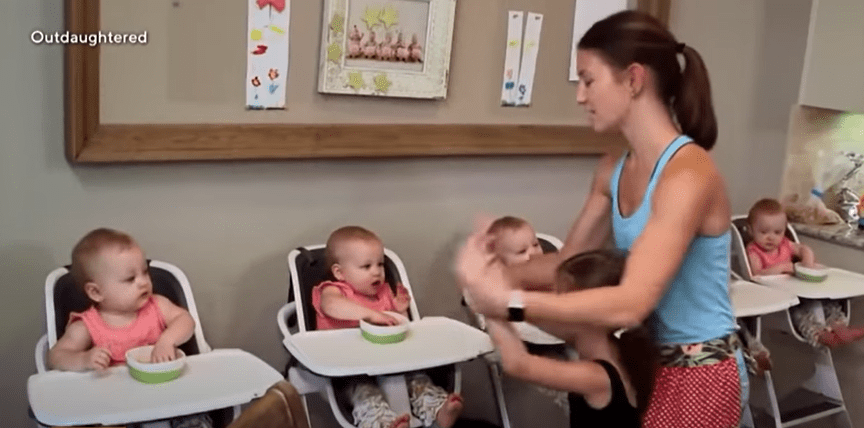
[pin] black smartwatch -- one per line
(516, 307)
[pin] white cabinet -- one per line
(833, 75)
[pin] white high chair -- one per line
(529, 334)
(322, 357)
(819, 396)
(63, 296)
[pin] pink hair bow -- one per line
(279, 5)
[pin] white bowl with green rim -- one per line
(816, 273)
(140, 367)
(384, 334)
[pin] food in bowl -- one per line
(816, 273)
(385, 333)
(140, 367)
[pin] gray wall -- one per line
(230, 226)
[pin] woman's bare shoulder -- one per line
(605, 168)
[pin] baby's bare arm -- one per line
(758, 269)
(75, 352)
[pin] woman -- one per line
(664, 201)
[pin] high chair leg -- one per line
(397, 396)
(495, 375)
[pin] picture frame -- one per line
(90, 141)
(392, 48)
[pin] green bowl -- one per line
(384, 334)
(812, 274)
(137, 359)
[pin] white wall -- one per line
(230, 225)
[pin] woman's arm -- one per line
(757, 268)
(589, 232)
(335, 305)
(582, 377)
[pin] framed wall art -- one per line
(391, 48)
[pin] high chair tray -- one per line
(749, 299)
(213, 380)
(532, 334)
(840, 284)
(431, 342)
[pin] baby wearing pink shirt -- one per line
(358, 290)
(772, 253)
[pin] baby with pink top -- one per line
(110, 268)
(358, 290)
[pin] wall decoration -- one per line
(267, 53)
(588, 12)
(395, 48)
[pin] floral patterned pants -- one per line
(698, 385)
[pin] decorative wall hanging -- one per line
(395, 48)
(267, 53)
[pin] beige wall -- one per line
(229, 226)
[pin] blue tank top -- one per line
(696, 306)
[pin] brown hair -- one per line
(638, 352)
(766, 206)
(342, 235)
(629, 37)
(88, 248)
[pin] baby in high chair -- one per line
(110, 267)
(610, 385)
(515, 240)
(358, 290)
(772, 253)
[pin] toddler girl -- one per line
(772, 253)
(110, 268)
(358, 291)
(515, 241)
(611, 384)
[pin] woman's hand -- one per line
(163, 351)
(506, 340)
(482, 275)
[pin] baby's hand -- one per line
(380, 318)
(98, 358)
(163, 352)
(402, 300)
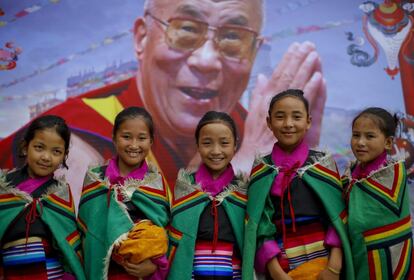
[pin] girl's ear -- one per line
(269, 124)
(140, 36)
(309, 121)
(388, 143)
(23, 149)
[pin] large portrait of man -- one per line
(194, 56)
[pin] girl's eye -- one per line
(57, 152)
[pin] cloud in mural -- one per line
(9, 56)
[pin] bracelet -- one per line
(333, 270)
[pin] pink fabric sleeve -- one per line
(332, 238)
(68, 276)
(266, 252)
(162, 269)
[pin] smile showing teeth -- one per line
(199, 93)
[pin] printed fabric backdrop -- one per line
(55, 50)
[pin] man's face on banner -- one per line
(184, 75)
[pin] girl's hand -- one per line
(140, 270)
(275, 270)
(326, 274)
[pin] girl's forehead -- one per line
.....
= Work task =
The result should be a verbatim copy of the data, free of pictures.

= Written response =
[pin] black smartwatch -- one per line
(516, 307)
[pin] white cabinet -- one per line
(833, 75)
[pin] white high chair -- one per line
(529, 334)
(322, 357)
(819, 396)
(63, 296)
[pin] pink hair bow -- one per line
(279, 5)
[pin] white bowl with green rim -- one per line
(816, 273)
(140, 367)
(384, 334)
[pin] food in bowl -- one per line
(816, 273)
(385, 333)
(140, 367)
[pin] gray wall -- one per line
(230, 226)
[pin] woman's bare shoulder -- one per line
(605, 168)
[pin] baby's bare arm -- one per line
(758, 269)
(75, 352)
[pin] woman -- one per line
(664, 201)
[pin] high chair leg -- one per line
(397, 396)
(495, 375)
[pin] picture frame -- one per line
(90, 141)
(392, 48)
[pin] green bowl -- one per line
(384, 334)
(812, 274)
(137, 359)
[pin] white wall -- one per line
(230, 225)
[pin] woman's arm -- one per line
(757, 268)
(589, 232)
(335, 305)
(582, 377)
[pin] framed wall art -- one per line
(391, 48)
[pin] high chair tray -- one per line
(749, 299)
(213, 380)
(532, 334)
(840, 284)
(431, 342)
[pin] baby wearing pink shirt -- one per line
(358, 290)
(772, 253)
[pin] baby with pink top -- one per line
(110, 268)
(358, 290)
[pin] wall decoration -- one per line
(267, 53)
(588, 12)
(395, 48)
[pin] floral patterned pants -- one per line
(698, 385)
[pin] decorative wall hanging -- one per line
(395, 48)
(267, 53)
[pin] beige wall -- one per line
(229, 226)
[pin] blue tank top -- one per line
(696, 306)
[pin] brown hair -- one per line
(638, 352)
(766, 206)
(342, 235)
(629, 37)
(88, 248)
[pin] baby in high chair -- one per line
(110, 267)
(610, 385)
(515, 240)
(358, 290)
(772, 253)
[pin] toddler girl -- one per line
(772, 253)
(110, 268)
(358, 291)
(515, 241)
(611, 384)
[pin] woman's hand -- one per line
(163, 351)
(506, 340)
(482, 275)
[pin] baby's hand -- one per line
(380, 318)
(98, 358)
(163, 352)
(402, 300)
[pin] girl's ear -- one per line
(269, 124)
(140, 36)
(309, 121)
(388, 143)
(23, 149)
[pin] large portrait of man -- one per line
(194, 56)
[pin] girl's eye -- one per line
(57, 152)
[pin] cloud in mural -- one per line
(9, 56)
[pin] bracelet -- one per line
(333, 270)
[pin] pink fabric sleeve -- one per line
(332, 238)
(68, 276)
(266, 252)
(162, 269)
[pin] smile showing teeth -- one per line
(199, 93)
[pin] printed fabric backdrop -- one per line
(55, 50)
[pin] man's face on banner -- one per line
(184, 75)
[pin] girl's hand -- one per line
(140, 270)
(275, 270)
(326, 274)
[pin] girl's forehead -- one per line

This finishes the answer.